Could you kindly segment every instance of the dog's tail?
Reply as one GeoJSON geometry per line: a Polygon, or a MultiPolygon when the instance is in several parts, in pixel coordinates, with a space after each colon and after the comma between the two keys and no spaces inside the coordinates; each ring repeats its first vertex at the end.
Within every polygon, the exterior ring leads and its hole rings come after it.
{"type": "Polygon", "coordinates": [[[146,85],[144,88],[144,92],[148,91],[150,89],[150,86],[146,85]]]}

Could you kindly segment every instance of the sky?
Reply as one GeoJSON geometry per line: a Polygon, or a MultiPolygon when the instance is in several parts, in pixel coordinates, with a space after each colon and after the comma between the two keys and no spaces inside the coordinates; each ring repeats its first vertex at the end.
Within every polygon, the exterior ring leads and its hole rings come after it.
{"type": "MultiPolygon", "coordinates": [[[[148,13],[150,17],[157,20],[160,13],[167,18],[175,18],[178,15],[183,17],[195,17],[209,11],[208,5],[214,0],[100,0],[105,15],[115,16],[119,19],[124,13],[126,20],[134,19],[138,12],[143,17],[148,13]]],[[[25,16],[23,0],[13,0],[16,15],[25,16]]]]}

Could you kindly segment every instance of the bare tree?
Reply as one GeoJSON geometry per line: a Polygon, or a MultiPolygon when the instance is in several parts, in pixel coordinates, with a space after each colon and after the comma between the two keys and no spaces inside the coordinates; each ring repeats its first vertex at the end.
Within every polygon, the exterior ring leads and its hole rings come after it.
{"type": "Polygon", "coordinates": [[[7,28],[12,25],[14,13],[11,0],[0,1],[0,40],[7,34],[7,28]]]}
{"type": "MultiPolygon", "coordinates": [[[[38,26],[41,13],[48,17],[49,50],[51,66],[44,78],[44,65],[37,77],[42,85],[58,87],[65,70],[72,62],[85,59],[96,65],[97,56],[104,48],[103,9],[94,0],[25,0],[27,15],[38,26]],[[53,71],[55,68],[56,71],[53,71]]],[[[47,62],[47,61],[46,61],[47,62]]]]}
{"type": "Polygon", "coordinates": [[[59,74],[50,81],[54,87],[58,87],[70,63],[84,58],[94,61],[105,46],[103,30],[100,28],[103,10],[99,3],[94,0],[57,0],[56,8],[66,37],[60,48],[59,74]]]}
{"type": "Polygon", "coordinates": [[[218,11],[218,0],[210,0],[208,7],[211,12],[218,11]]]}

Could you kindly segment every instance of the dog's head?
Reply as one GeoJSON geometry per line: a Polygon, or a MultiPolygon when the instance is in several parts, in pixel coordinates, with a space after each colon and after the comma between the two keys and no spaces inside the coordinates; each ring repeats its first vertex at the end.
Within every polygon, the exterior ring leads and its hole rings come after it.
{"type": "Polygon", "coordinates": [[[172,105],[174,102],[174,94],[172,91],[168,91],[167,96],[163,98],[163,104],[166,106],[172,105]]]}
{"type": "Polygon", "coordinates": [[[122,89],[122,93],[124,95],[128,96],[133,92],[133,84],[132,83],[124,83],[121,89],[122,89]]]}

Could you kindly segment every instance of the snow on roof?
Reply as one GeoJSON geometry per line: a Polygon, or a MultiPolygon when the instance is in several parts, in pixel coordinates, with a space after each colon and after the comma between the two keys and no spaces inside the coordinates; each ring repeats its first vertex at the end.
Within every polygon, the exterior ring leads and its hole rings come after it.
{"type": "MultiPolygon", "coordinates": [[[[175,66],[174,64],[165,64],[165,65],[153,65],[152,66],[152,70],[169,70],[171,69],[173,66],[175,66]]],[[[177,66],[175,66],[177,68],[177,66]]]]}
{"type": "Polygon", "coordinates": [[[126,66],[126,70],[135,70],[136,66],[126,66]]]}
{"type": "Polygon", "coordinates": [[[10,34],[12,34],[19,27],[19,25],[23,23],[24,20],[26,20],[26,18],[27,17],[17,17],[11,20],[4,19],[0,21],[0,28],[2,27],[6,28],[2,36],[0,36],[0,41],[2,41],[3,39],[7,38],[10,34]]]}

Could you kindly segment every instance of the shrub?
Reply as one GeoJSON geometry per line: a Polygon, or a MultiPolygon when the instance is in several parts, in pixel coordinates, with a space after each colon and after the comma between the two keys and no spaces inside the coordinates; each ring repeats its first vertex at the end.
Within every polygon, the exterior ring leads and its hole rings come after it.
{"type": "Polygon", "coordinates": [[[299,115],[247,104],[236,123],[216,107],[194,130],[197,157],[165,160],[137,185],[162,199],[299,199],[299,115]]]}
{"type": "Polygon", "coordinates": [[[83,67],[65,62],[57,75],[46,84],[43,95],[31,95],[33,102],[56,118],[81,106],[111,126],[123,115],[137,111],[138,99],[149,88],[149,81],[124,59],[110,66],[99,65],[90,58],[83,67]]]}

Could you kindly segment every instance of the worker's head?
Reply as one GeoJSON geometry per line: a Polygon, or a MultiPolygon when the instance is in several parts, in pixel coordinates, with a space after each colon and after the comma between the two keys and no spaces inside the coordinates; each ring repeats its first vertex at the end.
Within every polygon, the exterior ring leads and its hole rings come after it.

[SET PROBLEM]: Could you turn all of the material above into a Markdown table with the columns Row and Line, numbering each nonblank line in order and leaving out the blank ones?

[THE ANSWER]:
| Row | Line |
|---|---|
| 1 | Could you kindly segment every instance of the dog's tail? |
| 2 | Reply as one GeoJSON geometry per line: a Polygon, or a MultiPolygon when the instance is in several parts, in pixel coordinates, with a space after each colon and after the comma between the two keys and no spaces inside the coordinates; each ring repeats its first vertex at the end. |
| 3 | Within every polygon, the exterior ring leads and its hole rings come after it. |
| 4 | {"type": "Polygon", "coordinates": [[[146,85],[144,88],[144,92],[148,91],[150,89],[150,86],[146,85]]]} |
| 5 | Could you kindly segment every instance of the sky? |
| 6 | Reply as one GeoJSON geometry per line: a Polygon, or a MultiPolygon when the instance is in several parts, in pixel coordinates, with a space after each colon and after the comma between the two keys and no spaces inside the coordinates; each ring repeats its first vertex at the end. |
| 7 | Within every polygon, the exterior ring leads and its hole rings come after it. |
| 8 | {"type": "MultiPolygon", "coordinates": [[[[148,13],[150,17],[157,20],[160,13],[167,18],[175,18],[178,15],[183,17],[195,17],[209,11],[208,5],[214,0],[100,0],[105,15],[115,16],[119,19],[124,13],[126,20],[134,19],[138,12],[143,17],[148,13]]],[[[25,16],[23,0],[13,0],[16,15],[25,16]]]]} |
| 9 | Could you kindly segment every instance of the bare tree? |
| 10 | Reply as one GeoJSON geometry per line: a Polygon, or a MultiPolygon when the instance is in several parts, in pixel coordinates, with a space after each colon and after the comma between the two keys and no spaces inside the coordinates; each ring repeats its first vertex at the end. |
| 11 | Within every polygon, the exterior ring leads and its hole rings come after it. |
| 12 | {"type": "Polygon", "coordinates": [[[7,28],[12,25],[14,13],[11,0],[0,1],[0,40],[7,34],[7,28]]]} |
| 13 | {"type": "MultiPolygon", "coordinates": [[[[38,26],[41,13],[48,17],[49,50],[51,66],[44,78],[44,65],[37,77],[42,85],[58,87],[65,70],[72,62],[85,59],[96,65],[97,56],[104,48],[103,9],[94,0],[25,0],[27,15],[38,26]],[[53,71],[55,68],[56,71],[53,71]]],[[[47,62],[47,61],[46,61],[47,62]]]]} |
| 14 | {"type": "Polygon", "coordinates": [[[59,74],[50,81],[54,87],[58,87],[70,63],[84,58],[94,61],[105,46],[103,30],[100,28],[103,10],[99,3],[94,0],[57,0],[56,8],[66,37],[60,48],[59,74]]]} |
| 15 | {"type": "Polygon", "coordinates": [[[218,11],[218,0],[210,0],[208,7],[211,12],[218,11]]]} |
| 16 | Could you kindly segment every instance of the dog's head? |
| 17 | Reply as one GeoJSON geometry per line: a Polygon, or a MultiPolygon when the instance is in several parts, in pixel coordinates, with a space after each colon and after the comma between the two keys and no spaces inside the coordinates; each ring repeats its first vertex at the end. |
| 18 | Within every polygon, the exterior ring leads and its hole rings come after it. |
| 19 | {"type": "Polygon", "coordinates": [[[172,105],[174,102],[174,94],[172,91],[168,91],[167,96],[163,98],[163,104],[166,106],[172,105]]]} |
| 20 | {"type": "Polygon", "coordinates": [[[122,89],[122,93],[124,95],[128,96],[133,92],[133,84],[132,83],[124,83],[121,89],[122,89]]]} |
| 21 | Could you kindly segment every instance of the snow on roof? |
| 22 | Reply as one GeoJSON geometry per line: a Polygon, or a MultiPolygon when the instance is in several parts, in pixel coordinates, with a space after each colon and after the comma between the two keys and no spaces inside the coordinates; each ring repeats its first vertex at the end. |
| 23 | Within every polygon, the exterior ring leads and its hole rings come after it. |
| 24 | {"type": "MultiPolygon", "coordinates": [[[[175,66],[174,64],[165,64],[165,65],[153,65],[152,66],[152,70],[169,70],[171,69],[173,66],[175,66]]],[[[177,66],[175,66],[177,68],[177,66]]]]} |
| 25 | {"type": "Polygon", "coordinates": [[[126,66],[126,70],[135,70],[136,66],[126,66]]]} |
| 26 | {"type": "Polygon", "coordinates": [[[10,34],[12,34],[19,27],[19,25],[23,23],[24,20],[26,20],[26,18],[27,17],[17,17],[11,20],[4,19],[0,21],[0,28],[2,27],[6,28],[2,36],[0,36],[0,41],[2,41],[3,39],[7,38],[10,34]]]} |
| 27 | Could you kindly segment every instance of the shrub? |
| 28 | Reply as one GeoJSON geometry per line: a Polygon, or a MultiPolygon when the instance is in several parts, in pixel coordinates, with a space after each colon and after the comma between the two keys and no spaces inside the coordinates; each ring repeats its first vertex at the end. |
| 29 | Within every polygon, the exterior ring leads and its hole rings come after it. |
| 30 | {"type": "Polygon", "coordinates": [[[299,115],[247,104],[236,123],[216,107],[194,130],[197,157],[165,160],[137,185],[162,199],[299,199],[299,115]]]} |
| 31 | {"type": "Polygon", "coordinates": [[[83,67],[65,62],[57,75],[46,84],[43,95],[31,95],[33,102],[56,118],[81,106],[111,126],[123,115],[137,111],[138,99],[149,88],[149,81],[124,59],[110,66],[99,65],[90,58],[83,67]]]} |
| 32 | Could you kindly segment every instance of the worker's head? |
| 33 | Reply as one GeoJSON geometry per line: a Polygon, or a MultiPolygon when the instance is in several parts, in pixel coordinates, with a space after each colon and after the comma between the two keys and no spaces inside the coordinates; each ring repeats its first vertex at the end. |
| 34 | Within every polygon, the exterior ring leads and its hole rings come after it. |